Work instruction
All of the records must come back exactly. Please repeat them in full.
** Opening Data for analysis block **
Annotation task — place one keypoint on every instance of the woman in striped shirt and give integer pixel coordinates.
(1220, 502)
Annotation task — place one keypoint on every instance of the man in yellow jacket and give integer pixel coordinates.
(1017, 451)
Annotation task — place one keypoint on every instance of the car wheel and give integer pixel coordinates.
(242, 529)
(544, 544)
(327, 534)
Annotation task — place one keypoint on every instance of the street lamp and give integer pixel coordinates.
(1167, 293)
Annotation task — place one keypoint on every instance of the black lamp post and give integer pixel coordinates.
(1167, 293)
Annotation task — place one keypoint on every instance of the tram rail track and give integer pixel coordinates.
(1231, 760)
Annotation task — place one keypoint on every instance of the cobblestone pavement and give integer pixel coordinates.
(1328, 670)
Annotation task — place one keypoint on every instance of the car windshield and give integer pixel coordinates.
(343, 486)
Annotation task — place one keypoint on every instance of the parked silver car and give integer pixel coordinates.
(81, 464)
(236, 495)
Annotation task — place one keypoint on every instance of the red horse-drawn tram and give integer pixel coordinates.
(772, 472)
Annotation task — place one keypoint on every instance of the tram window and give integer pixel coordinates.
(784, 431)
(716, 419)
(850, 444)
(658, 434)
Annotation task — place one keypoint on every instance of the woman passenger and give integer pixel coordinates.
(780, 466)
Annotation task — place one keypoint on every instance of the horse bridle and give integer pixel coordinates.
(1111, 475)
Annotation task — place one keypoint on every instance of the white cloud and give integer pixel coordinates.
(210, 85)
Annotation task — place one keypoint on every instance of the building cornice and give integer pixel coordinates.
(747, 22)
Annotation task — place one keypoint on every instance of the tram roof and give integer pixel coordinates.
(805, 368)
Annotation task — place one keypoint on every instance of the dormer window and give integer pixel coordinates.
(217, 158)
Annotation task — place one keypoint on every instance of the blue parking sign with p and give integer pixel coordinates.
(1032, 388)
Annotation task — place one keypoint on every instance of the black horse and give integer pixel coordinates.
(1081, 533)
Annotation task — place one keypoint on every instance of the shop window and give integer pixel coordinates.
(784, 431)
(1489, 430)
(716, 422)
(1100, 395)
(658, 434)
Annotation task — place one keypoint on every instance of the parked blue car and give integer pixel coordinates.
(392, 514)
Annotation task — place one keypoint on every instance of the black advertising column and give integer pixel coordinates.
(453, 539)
** Closing Data for analysis block **
Finished task
Annotation task — place one keypoint on every instance of the woman in striped shirt and give integer pixel coordinates.
(1220, 502)
Annotation task — place one keypoint on every instance of the man in yellow jacket and give integer pixel coordinates.
(1017, 451)
Annotation task — place one keypoint on every instance of the car wheel and give integer pixel coordinates.
(242, 529)
(544, 544)
(327, 534)
Annotation task — place one keypoint on every instance of the street lamp and give integer pixel coordinates.
(1167, 293)
Annotation task — place one keypoint on every instance of the black lamp post and give integer pixel coordinates.
(1167, 293)
Annotation task — place one keypoint on every instance of the tram rail track and give integer pixel coordinates.
(1231, 760)
Annotation task — place one keypoint on every instance of the cobblestone pavement and give integer pixel coordinates.
(1328, 670)
Annotation task — place one keypoint on every instance of the car windshield and give integer pixel coordinates.
(343, 486)
Annotation task — place one keypoint on every instance of the parked silver car and give integer pixel coordinates.
(81, 464)
(236, 495)
Annotation task — place one keypoint on every instance of the red horse-drawn tram and give integer pixel coordinates.
(772, 472)
Annotation task — place one keypoint on every instance of the tram window and give integer pixel coordinates.
(784, 431)
(716, 419)
(850, 444)
(658, 434)
Annotation task — place one keypoint on every instance of the woman passenger and give integer pixel coordinates.
(780, 466)
Annotation task — place one keypoint on every instance of the horse bridle and give integer pixel coordinates.
(1111, 475)
Annotation task — place one keypoint on every instance of the white cloud and give integer pixel coordinates.
(210, 85)
Annotation task — place one keypoint on every instance of the building cornice and give integer pixel coordinates.
(747, 22)
Annotation task — place one keypoint on every instance of the tram roof and give integer pixel coordinates.
(805, 368)
Annotation task — place one keypoint on every instance of the dormer window and give integer pixel coordinates.
(217, 158)
Annotation task — place one keypoint on every instance of the blue parking sign with p and give integer pixel coordinates.
(1032, 388)
Annotation task — place one keypoint on every instance of the black horse and give integer pixel coordinates.
(1081, 533)
Annotation task — place one keypoint on every instance of the shop window and give integer pixel coordinates.
(784, 431)
(1489, 430)
(716, 422)
(1100, 395)
(658, 434)
Annotation task — place one keypoint on every instance of the parked blue car and give integer pixel coordinates.
(392, 514)
Annotation task — place one keypoint on every instance of the black advertising column and give integer pixel coordinates.
(453, 539)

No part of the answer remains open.